--- Source extract ---

Elastography breaks new ground in musculoskeletal imaging

December 1, 2008

Researchers from Egypt and Austria are taking a leap of faith to evaluate several possible ultrasound elastography applications in musculoskeletal radiology. Everyone from weekend warriors to elite athletes may benefit if the test is proven effective, according to papers released Monday at the RSNA meeting.

Researchers from Egypt and Austria are taking a leap of faith to evaluate several possible ultrasound elastography applications in musculoskeletal radiology. Everyone from weekend warriors to elite athletes may benefit if the test is proven effective, according to papers released Monday at the RSNA meeting.

Musculoskeletal radiologists seem keen on moving toward more quantitative, functional studies. But they need the right imaging tools to explain how MSK structures work instead of simply describing their appearance. Elastography -- performed by ultrasound or MRI -- emerged as a way to characterize the mechanical properties of tissue. It has been praised as a useful diagnostic tool in breast, prostate, cervix, and thyroid applications.

Now musculoskeletal radiologists could also use real-time sonoelastography for diagnosis of tissue softening or tears of heel, elbow, and shoulder tendons.

Dr. Tobias De Zordo and colleagues at the Medical University of Innsbruck in Austria used sonoelastography to evaluate Achilles tendons. The investigators enrolled 25 patients with chronic tendinopathy and 25 healthy subjects who underwent a clinical exam and both standard and elastography ultrasound. They found that elastography could be just as accurate as standard ultrasound to detect tendon abnormalities in symptomatic as well as asymptomatic patients.

--- Dataset excerpt ---

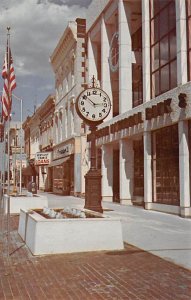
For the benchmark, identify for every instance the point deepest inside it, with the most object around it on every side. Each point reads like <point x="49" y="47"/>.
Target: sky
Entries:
<point x="36" y="27"/>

---

Please name the tendons that Dr. Tobias De Zordo and colleagues evaluated with sonoelastography, according to the elastography article.

Achilles tendons.